◆ **WORK TO COMPLETE**: Please present every line of the records below as a Markdown table with two columns, "Row" for the row number and "Line" for the line itself. Leave out blank lines.

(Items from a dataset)
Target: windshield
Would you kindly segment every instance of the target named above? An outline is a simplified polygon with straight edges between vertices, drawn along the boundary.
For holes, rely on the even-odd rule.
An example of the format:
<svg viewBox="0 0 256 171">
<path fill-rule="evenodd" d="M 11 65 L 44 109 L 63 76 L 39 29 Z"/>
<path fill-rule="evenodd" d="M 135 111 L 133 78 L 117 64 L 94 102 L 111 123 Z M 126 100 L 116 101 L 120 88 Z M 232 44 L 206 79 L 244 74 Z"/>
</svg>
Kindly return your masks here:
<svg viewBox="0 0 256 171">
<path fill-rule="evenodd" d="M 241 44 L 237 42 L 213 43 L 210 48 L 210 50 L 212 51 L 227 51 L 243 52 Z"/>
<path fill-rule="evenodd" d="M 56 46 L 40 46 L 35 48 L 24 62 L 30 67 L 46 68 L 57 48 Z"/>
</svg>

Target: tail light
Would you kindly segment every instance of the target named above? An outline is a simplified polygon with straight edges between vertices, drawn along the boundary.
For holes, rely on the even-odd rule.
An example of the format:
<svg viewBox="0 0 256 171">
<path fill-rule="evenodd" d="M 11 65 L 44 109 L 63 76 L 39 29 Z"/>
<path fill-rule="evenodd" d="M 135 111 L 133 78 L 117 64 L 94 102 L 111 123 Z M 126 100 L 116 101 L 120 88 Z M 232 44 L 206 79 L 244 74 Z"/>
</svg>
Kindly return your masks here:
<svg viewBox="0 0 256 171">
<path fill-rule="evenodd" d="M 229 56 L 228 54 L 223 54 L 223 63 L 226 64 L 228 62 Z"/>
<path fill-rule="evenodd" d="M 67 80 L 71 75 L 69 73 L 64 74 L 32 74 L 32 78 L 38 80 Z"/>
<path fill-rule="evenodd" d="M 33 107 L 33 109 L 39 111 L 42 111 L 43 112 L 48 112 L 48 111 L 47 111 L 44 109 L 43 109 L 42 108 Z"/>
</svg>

◆ **RESPONSE TO THE EXERCISE**:
| Row | Line |
|---|---|
| 1 | Target: windshield |
| 2 | Would you kindly segment every instance of the target named above? An outline is a simplified polygon with straight edges between vertices, drawn along the boundary. |
| 3 | For holes, rely on the even-odd rule. |
| 4 | An example of the format: |
| 5 | <svg viewBox="0 0 256 171"> |
| 6 | <path fill-rule="evenodd" d="M 11 65 L 44 109 L 63 76 L 39 29 Z"/> |
| 7 | <path fill-rule="evenodd" d="M 135 111 L 133 78 L 117 64 L 94 102 L 111 123 Z M 126 100 L 116 101 L 120 88 Z M 232 44 L 206 79 L 244 74 Z"/> |
| 8 | </svg> |
| 9 | Kindly return your masks here: |
| 10 | <svg viewBox="0 0 256 171"> |
| 11 | <path fill-rule="evenodd" d="M 241 44 L 237 42 L 213 43 L 210 48 L 210 50 L 212 51 L 227 51 L 243 52 Z"/> |
| 12 | <path fill-rule="evenodd" d="M 56 46 L 40 46 L 35 48 L 24 62 L 30 67 L 46 68 L 57 48 Z"/> |
| 13 | </svg> |
| 14 | Target: tail light |
| 15 | Would you kindly segment every instance of the target named above? An outline is a simplified polygon with straight edges between vertices, drawn along the boundary. |
| 16 | For holes, rely on the even-odd rule. |
| 17 | An example of the format: |
| 18 | <svg viewBox="0 0 256 171"> |
| 19 | <path fill-rule="evenodd" d="M 11 65 L 44 109 L 63 76 L 39 29 Z"/> |
| 20 | <path fill-rule="evenodd" d="M 135 111 L 133 78 L 117 64 L 94 102 L 111 123 Z M 126 100 L 116 101 L 120 88 Z M 232 44 L 206 79 L 244 74 Z"/> |
| 21 | </svg> |
| 22 | Kindly return your masks here: |
| 23 | <svg viewBox="0 0 256 171"> |
| 24 | <path fill-rule="evenodd" d="M 229 56 L 228 54 L 223 54 L 223 63 L 226 64 L 228 62 Z"/> |
| 25 | <path fill-rule="evenodd" d="M 67 80 L 71 75 L 69 73 L 64 74 L 32 74 L 32 78 L 38 80 Z"/> |
| 26 | <path fill-rule="evenodd" d="M 33 107 L 33 109 L 39 111 L 42 111 L 43 112 L 48 112 L 48 111 L 47 111 L 44 109 L 43 109 L 42 108 Z"/> |
| 27 | </svg> |